▶ [EXTRAIT CHOISI]
◇ ◇ ◇ ◇ ◇
Field investigations in 361 cattle- or sheep-breeding farms on acid soil were carried out during thirty years in March and April to record indicator plants in relation to the category of site colonized by Omphiscola glabra. Seven types of snail habitats and six species of indicator plants were considered in the 3.137 positive sites studied. The presence of Juncus effusus was noted in 65 to 100 % of habitats according to their type, while Juncus acutiflorus was the best indicator plant for 87.6 % of habitats located in meadow springs. In sites with either Juncus species, several areas larger than 20 m2 could be noted and the number of habitats peaked in the 5.1-10 m2 class. Smaller areas were found in the habitats with either of the other four plants and the peaks were noted in the 5.1-10 m2 (sites with Agrostis stoloni-fera) and 2.1-5 m2 (sites with the other species) classes. Snail density can reach 20 overwintering adults and more per m2 of habitat and the peaks were noted in the 1-5 adults/m2 (sites with Glyceria fluitans) and 5.1-10 adults/m2 (sites with the other species) classes. In the Limousin region, the populations of O. glabra can be detected using a two-step method, including the identification of hydrographical zones and then, within a given zone, the use of a single or several indicator plants (frequently J. effusus).
◇ ◇ ◇ ◇ ◇
▶ [DONNÉES SOURCES]
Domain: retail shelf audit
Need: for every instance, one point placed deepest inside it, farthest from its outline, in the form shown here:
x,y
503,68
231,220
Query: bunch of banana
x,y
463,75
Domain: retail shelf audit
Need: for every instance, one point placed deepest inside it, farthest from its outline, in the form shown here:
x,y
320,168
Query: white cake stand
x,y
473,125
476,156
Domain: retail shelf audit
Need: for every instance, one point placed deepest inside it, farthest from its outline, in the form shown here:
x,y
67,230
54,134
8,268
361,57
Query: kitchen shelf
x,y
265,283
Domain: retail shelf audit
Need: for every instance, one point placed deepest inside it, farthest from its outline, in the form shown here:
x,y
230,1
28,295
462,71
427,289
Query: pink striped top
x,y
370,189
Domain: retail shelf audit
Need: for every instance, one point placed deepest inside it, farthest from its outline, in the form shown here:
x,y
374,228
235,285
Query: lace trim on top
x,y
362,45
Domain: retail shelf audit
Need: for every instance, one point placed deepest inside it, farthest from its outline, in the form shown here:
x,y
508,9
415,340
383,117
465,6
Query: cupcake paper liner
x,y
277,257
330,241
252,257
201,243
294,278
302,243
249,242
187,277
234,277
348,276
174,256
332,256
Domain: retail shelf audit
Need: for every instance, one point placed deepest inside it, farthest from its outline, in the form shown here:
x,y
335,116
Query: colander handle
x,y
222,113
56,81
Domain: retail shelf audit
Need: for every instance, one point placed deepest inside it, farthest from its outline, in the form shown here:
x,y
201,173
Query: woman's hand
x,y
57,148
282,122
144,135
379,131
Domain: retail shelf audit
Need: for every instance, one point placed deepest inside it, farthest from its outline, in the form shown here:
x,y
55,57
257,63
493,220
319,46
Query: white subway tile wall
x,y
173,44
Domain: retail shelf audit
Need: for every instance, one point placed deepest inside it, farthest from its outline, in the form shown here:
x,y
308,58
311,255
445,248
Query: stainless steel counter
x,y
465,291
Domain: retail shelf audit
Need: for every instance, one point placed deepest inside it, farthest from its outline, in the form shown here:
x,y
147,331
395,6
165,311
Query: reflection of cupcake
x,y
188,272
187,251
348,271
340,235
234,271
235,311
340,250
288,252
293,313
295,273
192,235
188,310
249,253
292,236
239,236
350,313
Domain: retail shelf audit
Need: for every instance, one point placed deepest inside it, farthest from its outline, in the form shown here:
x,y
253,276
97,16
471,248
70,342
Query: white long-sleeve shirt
◇ ◇ ◇ ◇ ◇
▶ [MARCHE À SUIVRE] Recopiez intégralement le texte sur les plantes indicatrices d'Omphiscola glabra, sans y changer quoi que ce soit.

▶ [RÉPONSE ATTENDUE]
Field investigations in 361 cattle- or sheep-breeding farms on acid soil were carried out during thirty years in March and April to record indicator plants in relation to the category of site colonized by Omphiscola glabra. Seven types of snail habitats and six species of indicator plants were considered in the 3.137 positive sites studied. The presence of Juncus effusus was noted in 65 to 100 % of habitats according to their type, while Juncus acutiflorus was the best indicator plant for 87.6 % of habitats located in meadow springs. In sites with either Juncus species, several areas larger than 20 m2 could be noted and the number of habitats peaked in the 5.1-10 m2 class. Smaller areas were found in the habitats with either of the other four plants and the peaks were noted in the 5.1-10 m2 (sites with Agrostis stoloni-fera) and 2.1-5 m2 (sites with the other species) classes. Snail density can reach 20 overwintering adults and more per m2 of habitat and the peaks were noted in the 1-5 adults/m2 (sites with Glyceria fluitans) and 5.1-10 adults/m2 (sites with the other species) classes. In the Limousin region, the populations of O. glabra can be detected using a two-step method, including the identification of hydrographical zones and then, within a given zone, the use of a single or several indicator plants (frequently J. effusus).